Exercise requirements |
• A. According to the cube-root limit discussion, why does h(g(8)) equal 2? Answer in one to three sentences.
• B. Resume the cube-root limit discussion from the point at which it stops.

Excerpted passage |
I have made a mistake on the derivative of $h(g(x)) = \root{3}\of{x}$. I used the chain rule $c'(x) = h'(g(x))\cdot g'(x)$ and that led to a mistake. I should simply have derived $c(x) = \root{3}\of{x}$. So the actual derivative is $\frac{1}{3\root{3}\of{x^2}}$. This leads to the correct limit, as showed in farruhota's answer.

Answer 1

You want to calculate the limit with the help of a composite function: $$\lim_{x\rightarrow 8}\frac{\root{3}\of{x} - 2}{\root{3}\of{3x+3}-3}.$$

There are two problems in your solution:

1) You actually implied $f(x)\equiv h(x)$. So, $h(x) = \root{3}\of{3x+3}, g(x) = \frac{x-3}{3}$, then $h(g(x))=\sqrt[3]{x}$ and $h(g(8)) = 2$.

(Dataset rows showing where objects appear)
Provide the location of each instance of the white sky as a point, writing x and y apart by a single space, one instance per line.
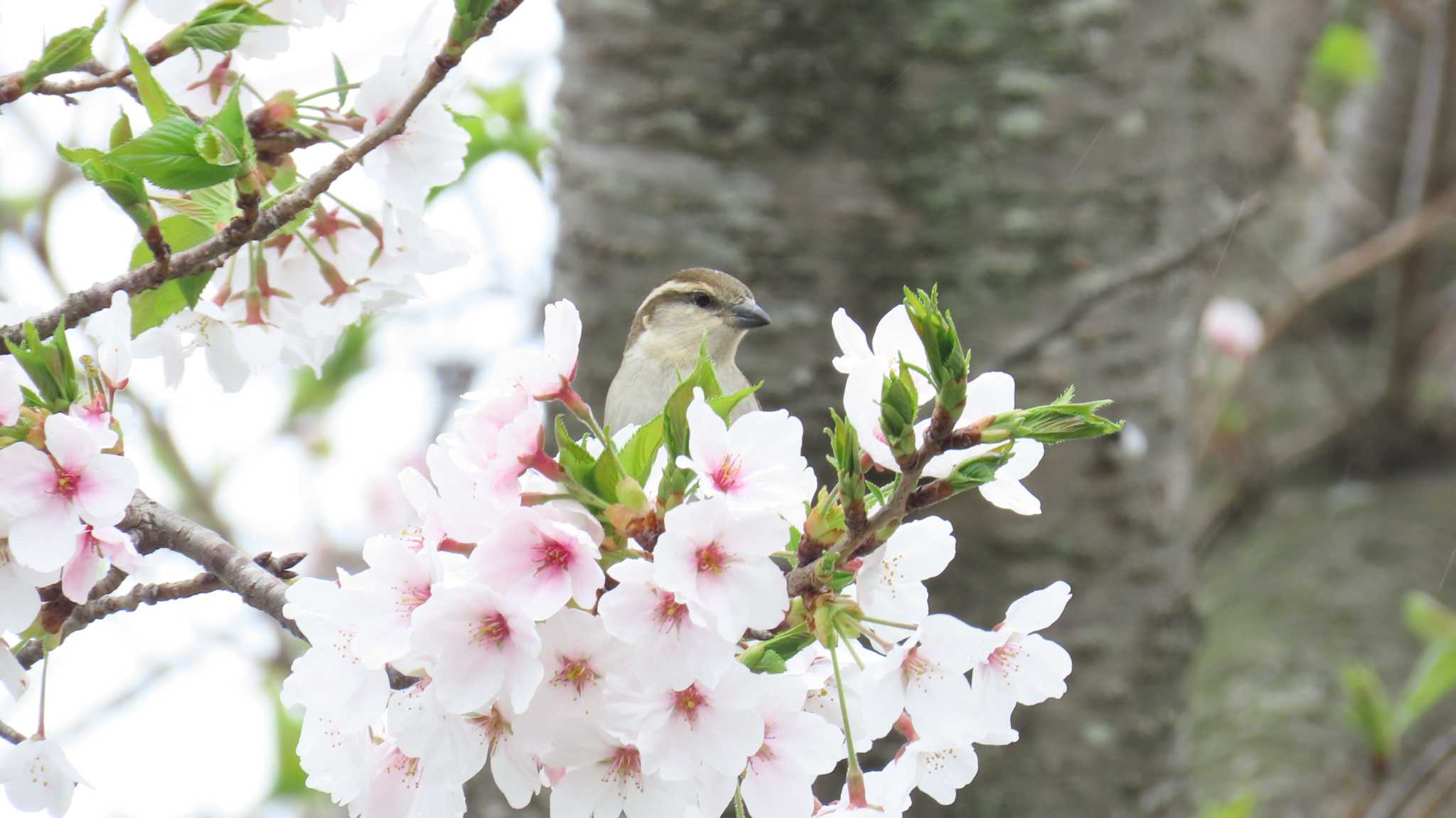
194 734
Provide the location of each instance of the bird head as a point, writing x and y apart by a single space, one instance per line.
689 307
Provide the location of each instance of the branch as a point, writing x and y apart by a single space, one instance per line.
211 254
1096 286
159 527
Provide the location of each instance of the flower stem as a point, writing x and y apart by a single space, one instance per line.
886 622
328 90
855 776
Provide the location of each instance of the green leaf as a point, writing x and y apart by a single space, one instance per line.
1344 54
63 53
341 79
230 122
159 105
641 450
215 149
222 25
1432 681
1368 709
166 154
152 307
122 130
1428 617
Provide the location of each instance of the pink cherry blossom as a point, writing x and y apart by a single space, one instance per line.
797 748
407 788
53 492
992 393
11 398
701 726
890 583
543 556
606 776
478 644
547 374
665 639
753 464
38 776
717 559
1017 666
97 549
400 578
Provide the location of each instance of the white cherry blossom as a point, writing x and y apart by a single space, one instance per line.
753 464
717 559
38 776
665 639
478 644
53 492
1017 666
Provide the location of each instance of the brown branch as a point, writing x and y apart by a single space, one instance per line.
213 253
11 734
159 527
1098 285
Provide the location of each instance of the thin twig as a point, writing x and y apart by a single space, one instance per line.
1098 285
213 253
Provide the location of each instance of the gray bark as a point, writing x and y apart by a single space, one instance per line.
829 152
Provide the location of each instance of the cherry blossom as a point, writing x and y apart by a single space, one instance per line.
1017 666
383 599
476 644
717 559
543 556
925 677
890 583
407 788
38 776
11 398
329 679
797 748
432 147
753 464
111 331
547 374
97 549
668 641
992 393
604 776
53 492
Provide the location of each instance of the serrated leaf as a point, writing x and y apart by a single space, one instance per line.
1432 681
166 154
641 450
122 130
222 25
63 53
156 101
341 79
152 307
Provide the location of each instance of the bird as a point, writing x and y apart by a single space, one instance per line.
692 307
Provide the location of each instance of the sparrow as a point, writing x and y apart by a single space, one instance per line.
683 312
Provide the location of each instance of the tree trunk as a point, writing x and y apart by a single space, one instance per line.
829 152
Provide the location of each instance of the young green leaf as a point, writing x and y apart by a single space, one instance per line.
222 25
156 101
166 154
63 53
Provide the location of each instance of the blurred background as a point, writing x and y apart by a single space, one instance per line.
1231 216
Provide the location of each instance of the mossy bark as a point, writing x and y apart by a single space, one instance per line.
829 152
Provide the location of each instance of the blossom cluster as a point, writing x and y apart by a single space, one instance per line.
525 632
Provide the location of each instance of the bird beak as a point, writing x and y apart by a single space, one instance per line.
747 315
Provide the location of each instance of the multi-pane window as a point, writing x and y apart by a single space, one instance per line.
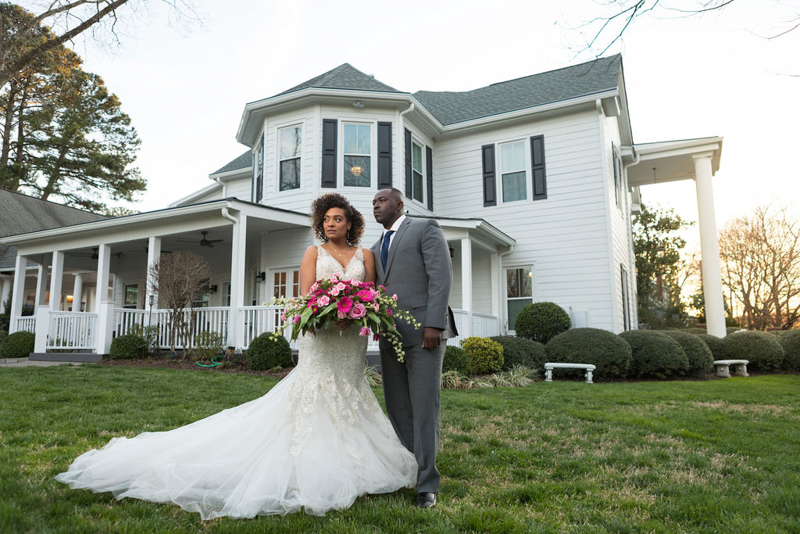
512 169
290 143
417 165
357 154
519 291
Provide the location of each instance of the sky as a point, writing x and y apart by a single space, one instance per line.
185 80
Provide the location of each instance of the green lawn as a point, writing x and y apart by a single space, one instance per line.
694 456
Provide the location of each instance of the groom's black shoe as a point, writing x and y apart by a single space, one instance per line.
425 500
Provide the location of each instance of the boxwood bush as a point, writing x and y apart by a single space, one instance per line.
128 346
541 321
485 355
17 345
715 344
456 359
655 354
267 352
608 352
790 341
701 359
761 349
521 351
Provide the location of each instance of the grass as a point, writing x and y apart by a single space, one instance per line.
694 456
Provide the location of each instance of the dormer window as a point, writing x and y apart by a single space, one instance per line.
290 146
357 150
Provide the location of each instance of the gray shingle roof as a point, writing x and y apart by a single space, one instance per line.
535 90
344 76
20 214
242 162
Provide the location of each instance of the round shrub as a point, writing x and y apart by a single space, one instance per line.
128 346
655 354
541 321
761 349
485 355
456 359
701 359
790 341
610 354
17 345
715 344
521 351
268 351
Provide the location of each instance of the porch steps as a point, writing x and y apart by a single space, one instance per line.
85 357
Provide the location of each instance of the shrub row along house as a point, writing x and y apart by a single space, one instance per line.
533 180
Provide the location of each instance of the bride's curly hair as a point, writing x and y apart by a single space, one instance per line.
334 200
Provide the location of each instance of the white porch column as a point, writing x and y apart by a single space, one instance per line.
709 244
466 286
56 280
238 250
18 293
77 289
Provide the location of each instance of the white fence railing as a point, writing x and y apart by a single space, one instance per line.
72 330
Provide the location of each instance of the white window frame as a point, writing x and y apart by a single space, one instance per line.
526 168
278 130
373 158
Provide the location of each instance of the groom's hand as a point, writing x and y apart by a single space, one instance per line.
431 337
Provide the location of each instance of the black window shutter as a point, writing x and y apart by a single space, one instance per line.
489 181
384 155
429 175
409 176
329 152
539 174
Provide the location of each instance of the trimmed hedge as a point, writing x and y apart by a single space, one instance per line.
790 341
701 359
456 359
129 346
761 349
17 345
267 352
608 352
541 321
655 354
485 355
521 351
715 344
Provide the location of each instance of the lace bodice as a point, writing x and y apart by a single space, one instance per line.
327 265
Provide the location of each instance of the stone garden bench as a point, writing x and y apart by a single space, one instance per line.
549 366
723 367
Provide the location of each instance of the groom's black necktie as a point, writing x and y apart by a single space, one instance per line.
385 247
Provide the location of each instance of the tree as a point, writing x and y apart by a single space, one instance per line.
760 256
177 278
660 271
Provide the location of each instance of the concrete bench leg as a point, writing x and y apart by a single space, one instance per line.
723 371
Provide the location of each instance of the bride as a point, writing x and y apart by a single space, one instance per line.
316 441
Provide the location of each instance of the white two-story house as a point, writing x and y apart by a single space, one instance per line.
533 180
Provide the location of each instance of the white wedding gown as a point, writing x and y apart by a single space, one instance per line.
317 440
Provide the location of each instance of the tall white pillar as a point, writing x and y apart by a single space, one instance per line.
709 244
466 286
77 289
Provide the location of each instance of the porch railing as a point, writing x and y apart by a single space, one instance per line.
72 330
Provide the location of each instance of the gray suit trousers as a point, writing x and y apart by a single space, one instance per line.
412 391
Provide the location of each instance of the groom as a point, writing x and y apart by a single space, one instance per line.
412 260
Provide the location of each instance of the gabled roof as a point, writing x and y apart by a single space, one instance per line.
554 86
241 162
345 76
20 214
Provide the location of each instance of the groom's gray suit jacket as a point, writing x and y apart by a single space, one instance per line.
419 271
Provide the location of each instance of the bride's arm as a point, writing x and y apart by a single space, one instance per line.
308 269
369 265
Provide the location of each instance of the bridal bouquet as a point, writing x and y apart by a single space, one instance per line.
335 299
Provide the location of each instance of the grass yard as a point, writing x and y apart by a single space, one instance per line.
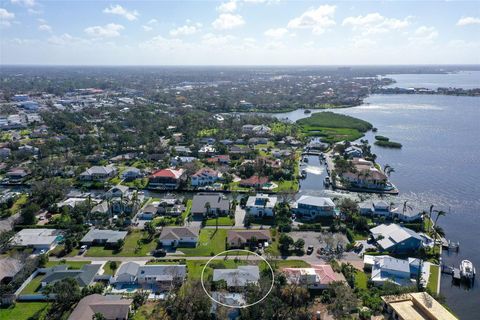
195 267
361 279
71 264
23 310
209 241
136 245
145 312
222 221
432 284
34 285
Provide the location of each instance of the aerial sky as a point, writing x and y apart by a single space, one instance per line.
239 32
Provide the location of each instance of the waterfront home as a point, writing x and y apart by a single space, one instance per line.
103 237
242 238
204 176
388 269
261 205
84 276
111 307
238 278
311 207
131 173
98 173
366 175
178 237
254 182
167 179
415 305
205 204
396 239
153 277
353 152
376 208
315 277
38 239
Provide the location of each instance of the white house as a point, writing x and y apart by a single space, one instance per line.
261 205
311 207
38 239
205 176
178 237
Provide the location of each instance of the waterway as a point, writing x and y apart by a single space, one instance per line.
439 164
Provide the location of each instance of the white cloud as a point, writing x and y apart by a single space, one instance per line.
107 31
318 20
424 35
45 27
465 21
6 17
374 23
186 30
276 32
227 21
227 7
211 39
26 3
121 11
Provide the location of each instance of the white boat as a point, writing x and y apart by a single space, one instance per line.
467 270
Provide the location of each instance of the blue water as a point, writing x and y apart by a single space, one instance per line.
439 164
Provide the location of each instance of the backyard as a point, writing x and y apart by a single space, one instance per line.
209 241
137 244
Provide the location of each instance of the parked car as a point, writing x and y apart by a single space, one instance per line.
310 250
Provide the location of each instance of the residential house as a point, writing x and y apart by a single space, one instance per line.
178 237
354 152
167 179
415 305
237 278
131 173
396 239
150 277
103 237
254 182
204 176
111 307
84 276
388 269
311 207
98 173
17 175
315 277
217 204
38 239
261 205
242 238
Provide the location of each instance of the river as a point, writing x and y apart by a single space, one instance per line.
439 164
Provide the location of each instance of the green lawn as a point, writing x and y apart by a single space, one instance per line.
432 284
136 245
23 310
361 279
71 264
222 221
209 241
34 285
195 267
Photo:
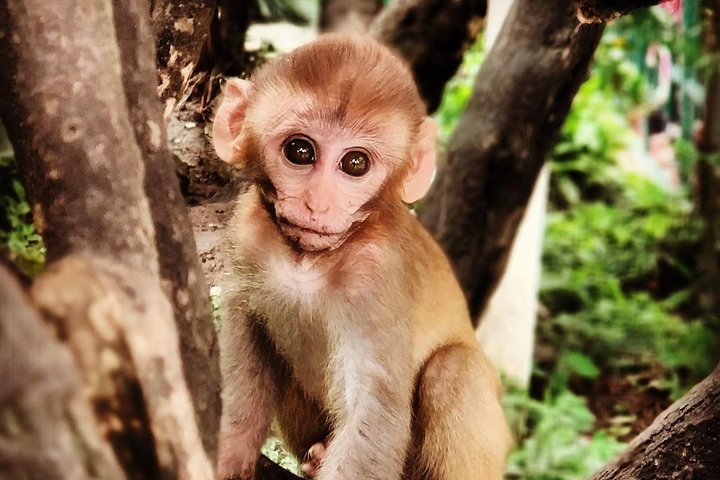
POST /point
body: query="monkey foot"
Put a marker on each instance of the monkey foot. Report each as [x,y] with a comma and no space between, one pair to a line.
[312,460]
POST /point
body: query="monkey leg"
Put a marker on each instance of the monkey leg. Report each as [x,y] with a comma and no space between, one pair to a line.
[302,424]
[460,425]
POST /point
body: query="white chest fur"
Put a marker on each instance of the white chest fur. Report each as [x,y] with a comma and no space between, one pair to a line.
[295,312]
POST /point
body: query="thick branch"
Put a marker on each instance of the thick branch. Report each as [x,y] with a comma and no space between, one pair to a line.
[519,102]
[181,29]
[602,11]
[183,280]
[683,442]
[432,36]
[47,427]
[84,174]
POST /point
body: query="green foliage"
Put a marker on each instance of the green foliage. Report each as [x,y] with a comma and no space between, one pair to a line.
[17,233]
[278,453]
[458,91]
[601,264]
[557,438]
[596,129]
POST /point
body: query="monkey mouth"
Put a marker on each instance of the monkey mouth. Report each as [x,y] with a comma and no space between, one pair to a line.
[309,239]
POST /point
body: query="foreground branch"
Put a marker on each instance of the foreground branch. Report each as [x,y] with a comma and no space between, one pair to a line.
[182,277]
[520,99]
[683,442]
[47,429]
[84,174]
[602,11]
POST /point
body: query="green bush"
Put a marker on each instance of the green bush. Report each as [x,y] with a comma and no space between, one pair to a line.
[17,232]
[557,438]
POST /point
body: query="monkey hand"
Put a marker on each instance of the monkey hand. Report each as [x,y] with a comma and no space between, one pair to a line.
[232,466]
[313,458]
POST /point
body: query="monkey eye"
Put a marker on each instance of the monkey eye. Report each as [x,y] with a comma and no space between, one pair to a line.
[299,151]
[355,164]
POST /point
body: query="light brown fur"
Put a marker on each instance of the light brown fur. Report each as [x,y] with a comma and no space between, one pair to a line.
[366,347]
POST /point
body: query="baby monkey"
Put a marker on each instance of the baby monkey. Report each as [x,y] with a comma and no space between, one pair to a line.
[344,321]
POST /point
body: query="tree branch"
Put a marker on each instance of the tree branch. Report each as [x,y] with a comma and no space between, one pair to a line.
[683,442]
[602,11]
[84,174]
[520,99]
[47,428]
[182,277]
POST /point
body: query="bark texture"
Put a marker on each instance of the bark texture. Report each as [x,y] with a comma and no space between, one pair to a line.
[520,99]
[47,427]
[682,443]
[180,29]
[84,174]
[602,11]
[432,36]
[348,16]
[708,166]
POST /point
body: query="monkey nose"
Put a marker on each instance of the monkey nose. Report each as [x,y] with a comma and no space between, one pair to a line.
[316,209]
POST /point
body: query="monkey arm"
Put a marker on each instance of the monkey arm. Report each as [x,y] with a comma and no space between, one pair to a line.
[249,395]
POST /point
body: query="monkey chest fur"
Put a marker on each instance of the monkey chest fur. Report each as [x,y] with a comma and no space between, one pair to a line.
[294,304]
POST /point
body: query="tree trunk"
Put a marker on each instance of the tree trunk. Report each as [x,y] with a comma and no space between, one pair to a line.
[346,16]
[520,99]
[682,443]
[601,11]
[84,174]
[432,36]
[180,272]
[47,428]
[708,166]
[180,29]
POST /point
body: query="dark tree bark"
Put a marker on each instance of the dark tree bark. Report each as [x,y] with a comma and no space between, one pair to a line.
[180,29]
[348,16]
[432,36]
[602,11]
[682,443]
[519,102]
[47,428]
[180,271]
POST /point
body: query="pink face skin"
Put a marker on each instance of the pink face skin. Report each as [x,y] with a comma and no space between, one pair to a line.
[317,205]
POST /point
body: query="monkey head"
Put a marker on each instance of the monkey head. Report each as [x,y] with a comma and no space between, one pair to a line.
[328,133]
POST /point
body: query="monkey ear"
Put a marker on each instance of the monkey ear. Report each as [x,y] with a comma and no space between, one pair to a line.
[422,170]
[230,117]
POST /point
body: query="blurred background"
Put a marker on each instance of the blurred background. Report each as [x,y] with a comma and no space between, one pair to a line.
[609,307]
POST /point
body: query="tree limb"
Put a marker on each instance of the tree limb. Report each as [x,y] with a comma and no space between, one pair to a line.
[683,442]
[84,174]
[432,36]
[180,272]
[47,427]
[602,11]
[520,99]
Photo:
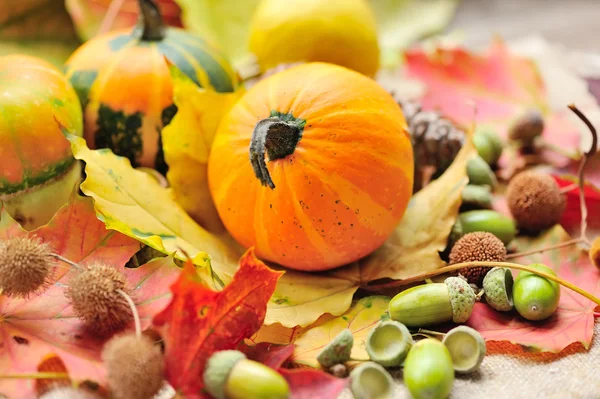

Answers by task |
• A. With h(x) = ∛(3x + 3) and g(x) = (x − 3)/3, the composition h(g(x)) reduces to ∛x. Evaluating this at x = 8 gives h(g(8)) = 2.

• B.
2) The formal definition of the derivative of a composite function is: $\lim_\limits{x\rightarrow a} \frac{h(g(x)) - h(g(a))}{x - a}$. So: $$\lim_{x\rightarrow 8} \frac{h(g(x)) - h(g(8))}{h(x) - h(8)}=\\ \lim_{x\rightarrow 8} \frac{h(g(x)) - h(g(8))}{x - 8}\cdot \lim_{x\rightarrow 8} \frac{x - 8}{h(x) - h(8)}=\\ (\sqrt[3]{x})'_{x=8}\cdot \left((\sqrt[3]{3x+3})'_{x=8}\right)^{-1} =\\ \frac{1}{3\sqrt[3]{8^2}}\cdot \left(\frac{3}{3\sqrt[3]{(3\cdot 8+3)^2}}\right)^{-1}=\\ \frac1{12}\cdot 9=\frac34.$$

Answer 2

We don't need composite function, indeed we can use that

$$\lim_{x\rightarrow 8}\frac{\root{3}\of{x} - 2}{\root{3}\of{3x+3}-3} =\lim_{x\rightarrow 8}\frac{\root{3}\of{x} - 2}{x-8}\frac{x-8}{\root{3}\of{3x+3}-3}$$

and use derivative definition for $f(x)=\root{3}\of{x}$ and $g(x)=\root{3}\of{3x+3}$.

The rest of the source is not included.